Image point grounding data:

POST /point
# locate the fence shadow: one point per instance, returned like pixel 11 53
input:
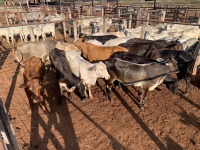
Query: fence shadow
pixel 189 101
pixel 59 125
pixel 115 144
pixel 153 137
pixel 189 119
pixel 172 145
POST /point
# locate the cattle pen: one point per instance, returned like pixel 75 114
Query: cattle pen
pixel 169 122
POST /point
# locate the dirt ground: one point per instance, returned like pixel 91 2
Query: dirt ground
pixel 169 122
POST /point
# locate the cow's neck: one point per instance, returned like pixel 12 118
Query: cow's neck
pixel 84 48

EXERCISE PROMPT
Leaving the images out, return every record exactly.

YOUR SOLUTION
POST /point
# locate the fence shadow: one point per instance, returned like pixel 11 53
input:
Query: fence shadow
pixel 189 101
pixel 59 125
pixel 115 144
pixel 153 137
pixel 189 119
pixel 172 145
POST /point
# locate the cattle pen: one point per instance, returned like pixel 75 114
Query: cattle pen
pixel 169 122
POST /point
# locate the dirt ground: one point per instance, returned like pixel 91 2
Query: dirt ground
pixel 169 122
POST /point
# locate the cow's neck: one point per instance, returned like pixel 12 118
Query: cow's neck
pixel 84 48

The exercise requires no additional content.